● TO DO: Copy out the items word for word, from the very first line through the line containing "point(9, 167)", including that line.

● Items from a data source:
#####
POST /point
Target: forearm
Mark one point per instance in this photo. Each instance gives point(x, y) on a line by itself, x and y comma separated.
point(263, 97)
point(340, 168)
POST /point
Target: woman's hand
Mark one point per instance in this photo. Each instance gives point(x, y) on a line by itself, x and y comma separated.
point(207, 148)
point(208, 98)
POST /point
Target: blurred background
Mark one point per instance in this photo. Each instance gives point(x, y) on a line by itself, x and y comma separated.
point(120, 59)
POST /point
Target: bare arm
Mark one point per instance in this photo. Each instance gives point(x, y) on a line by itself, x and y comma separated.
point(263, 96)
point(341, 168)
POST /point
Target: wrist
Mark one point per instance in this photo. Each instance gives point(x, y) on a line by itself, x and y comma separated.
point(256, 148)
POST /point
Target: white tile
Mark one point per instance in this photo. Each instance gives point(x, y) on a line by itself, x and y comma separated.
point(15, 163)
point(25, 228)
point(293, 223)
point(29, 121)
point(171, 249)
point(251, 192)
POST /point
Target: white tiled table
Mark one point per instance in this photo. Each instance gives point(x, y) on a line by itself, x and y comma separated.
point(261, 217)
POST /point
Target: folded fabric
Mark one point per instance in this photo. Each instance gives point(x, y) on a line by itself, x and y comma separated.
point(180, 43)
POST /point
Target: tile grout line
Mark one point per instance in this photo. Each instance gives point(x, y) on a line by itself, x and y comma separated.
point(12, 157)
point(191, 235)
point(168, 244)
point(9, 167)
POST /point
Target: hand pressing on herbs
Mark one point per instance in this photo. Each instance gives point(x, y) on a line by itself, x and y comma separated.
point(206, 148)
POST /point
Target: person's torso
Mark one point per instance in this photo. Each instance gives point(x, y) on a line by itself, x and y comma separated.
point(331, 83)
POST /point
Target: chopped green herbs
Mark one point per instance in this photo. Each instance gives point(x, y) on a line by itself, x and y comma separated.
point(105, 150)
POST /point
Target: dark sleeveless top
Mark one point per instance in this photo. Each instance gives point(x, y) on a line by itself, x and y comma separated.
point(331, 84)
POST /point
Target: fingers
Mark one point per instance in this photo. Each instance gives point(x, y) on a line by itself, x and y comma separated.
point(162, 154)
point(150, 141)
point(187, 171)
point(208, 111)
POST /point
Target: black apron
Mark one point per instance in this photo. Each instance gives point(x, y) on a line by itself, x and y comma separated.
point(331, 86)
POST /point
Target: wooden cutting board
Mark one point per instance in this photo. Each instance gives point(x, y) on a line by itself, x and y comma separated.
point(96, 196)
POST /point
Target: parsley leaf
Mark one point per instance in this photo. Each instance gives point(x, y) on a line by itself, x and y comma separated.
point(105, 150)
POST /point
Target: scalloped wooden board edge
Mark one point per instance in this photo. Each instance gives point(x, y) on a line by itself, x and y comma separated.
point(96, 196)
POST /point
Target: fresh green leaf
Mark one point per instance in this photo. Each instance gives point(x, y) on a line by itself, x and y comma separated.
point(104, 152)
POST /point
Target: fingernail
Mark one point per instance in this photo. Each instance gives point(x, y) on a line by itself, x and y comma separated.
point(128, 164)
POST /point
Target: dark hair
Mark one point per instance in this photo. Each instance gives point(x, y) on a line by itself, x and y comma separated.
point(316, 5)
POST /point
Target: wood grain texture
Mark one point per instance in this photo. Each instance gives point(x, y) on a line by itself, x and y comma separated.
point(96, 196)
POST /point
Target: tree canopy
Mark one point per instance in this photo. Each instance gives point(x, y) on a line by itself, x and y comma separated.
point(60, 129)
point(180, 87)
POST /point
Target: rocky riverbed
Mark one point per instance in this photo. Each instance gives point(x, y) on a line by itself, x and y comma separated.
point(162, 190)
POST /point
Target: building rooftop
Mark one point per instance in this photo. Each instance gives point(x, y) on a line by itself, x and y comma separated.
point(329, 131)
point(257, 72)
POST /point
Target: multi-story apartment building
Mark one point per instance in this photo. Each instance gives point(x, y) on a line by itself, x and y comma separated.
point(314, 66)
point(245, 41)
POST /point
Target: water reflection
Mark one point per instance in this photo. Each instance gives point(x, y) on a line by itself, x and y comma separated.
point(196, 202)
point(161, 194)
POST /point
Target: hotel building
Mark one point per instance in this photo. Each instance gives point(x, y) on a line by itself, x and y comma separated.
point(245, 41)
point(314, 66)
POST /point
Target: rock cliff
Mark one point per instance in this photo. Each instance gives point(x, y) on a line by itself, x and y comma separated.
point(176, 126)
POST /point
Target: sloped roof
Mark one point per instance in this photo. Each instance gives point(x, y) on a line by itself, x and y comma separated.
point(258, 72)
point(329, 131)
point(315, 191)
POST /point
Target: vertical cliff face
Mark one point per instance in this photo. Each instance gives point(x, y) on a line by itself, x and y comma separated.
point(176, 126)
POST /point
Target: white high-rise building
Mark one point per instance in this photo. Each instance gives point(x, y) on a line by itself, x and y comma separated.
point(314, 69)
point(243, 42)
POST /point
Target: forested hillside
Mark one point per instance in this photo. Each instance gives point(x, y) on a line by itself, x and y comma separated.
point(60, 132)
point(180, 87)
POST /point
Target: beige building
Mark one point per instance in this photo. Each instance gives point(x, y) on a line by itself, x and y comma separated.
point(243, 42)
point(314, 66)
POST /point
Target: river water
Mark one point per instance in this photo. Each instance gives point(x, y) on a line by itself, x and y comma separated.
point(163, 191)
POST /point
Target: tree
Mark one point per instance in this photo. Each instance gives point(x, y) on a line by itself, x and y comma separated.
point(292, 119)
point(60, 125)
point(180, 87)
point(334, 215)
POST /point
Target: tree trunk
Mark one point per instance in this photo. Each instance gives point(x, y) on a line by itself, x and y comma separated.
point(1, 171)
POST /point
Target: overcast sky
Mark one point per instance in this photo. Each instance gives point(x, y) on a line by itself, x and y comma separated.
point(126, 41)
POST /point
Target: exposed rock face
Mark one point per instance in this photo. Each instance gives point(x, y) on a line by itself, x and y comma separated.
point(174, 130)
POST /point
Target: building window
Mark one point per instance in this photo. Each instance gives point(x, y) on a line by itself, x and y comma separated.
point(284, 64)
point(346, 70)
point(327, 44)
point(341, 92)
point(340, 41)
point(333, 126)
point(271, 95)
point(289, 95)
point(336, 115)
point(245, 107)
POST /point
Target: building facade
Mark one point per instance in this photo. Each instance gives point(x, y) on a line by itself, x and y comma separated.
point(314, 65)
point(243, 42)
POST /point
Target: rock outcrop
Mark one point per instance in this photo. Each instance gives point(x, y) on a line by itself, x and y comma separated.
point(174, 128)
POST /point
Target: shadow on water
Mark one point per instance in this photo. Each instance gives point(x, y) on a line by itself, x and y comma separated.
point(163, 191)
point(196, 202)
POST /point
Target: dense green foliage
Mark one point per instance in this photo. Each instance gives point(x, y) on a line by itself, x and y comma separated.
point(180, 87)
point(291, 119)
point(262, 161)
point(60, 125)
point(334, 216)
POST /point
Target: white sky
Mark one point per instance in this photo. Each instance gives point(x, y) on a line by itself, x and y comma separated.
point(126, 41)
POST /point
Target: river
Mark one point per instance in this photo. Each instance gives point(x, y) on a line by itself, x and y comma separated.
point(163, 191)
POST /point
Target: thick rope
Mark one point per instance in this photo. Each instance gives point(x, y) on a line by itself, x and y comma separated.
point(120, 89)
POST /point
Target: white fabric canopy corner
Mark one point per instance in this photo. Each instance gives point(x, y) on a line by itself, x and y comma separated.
#####
● IN RESPONSE:
POST /point
Target: forearm
Mark one point per instance in this photo. Each instance gives point(x, y) on a line by itself, x and y comma separated.
point(263, 97)
point(340, 168)
POST /point
Target: woman's hand
Mark one point per instance in this photo. Each instance gives point(x, y) on a line by itself, x and y comma separated.
point(207, 148)
point(208, 98)
POST /point
Target: blurred background
Mark one point per instance in this photo. Each instance gives point(x, y) on a line by itself, x and y comma separated.
point(120, 59)
POST /point
Target: bare arm
Mark one point per instance in this photo. Each instance gives point(x, y) on a line by itself, x and y comma separated.
point(263, 96)
point(341, 168)
POST /point
Target: wrist
Mark one point per instance in this photo. Each instance gives point(x, y) on a line by itself, x and y comma separated.
point(256, 148)
POST /point
Target: white tile
Mark one point per instance in this photo. Each instance gives point(x, y) on a line by itself, x and y comma separated.
point(15, 163)
point(25, 228)
point(293, 223)
point(29, 121)
point(171, 249)
point(251, 192)
POST /point
Target: white tiled table
Mark one point per instance in this photo. Each instance gives point(x, y) on a line by itself, x and y comma separated.
point(261, 217)
POST /point
Target: folded fabric
Mark one point per instance in this photo. Each instance gives point(x, y) on a line by itself, x and y comma separated.
point(180, 43)
POST /point
Target: tile grout line
Mark one point per instance in this photo. Each instance gives point(x, y) on a line by itself, x and y comma separated.
point(12, 157)
point(191, 235)
point(168, 244)
point(9, 167)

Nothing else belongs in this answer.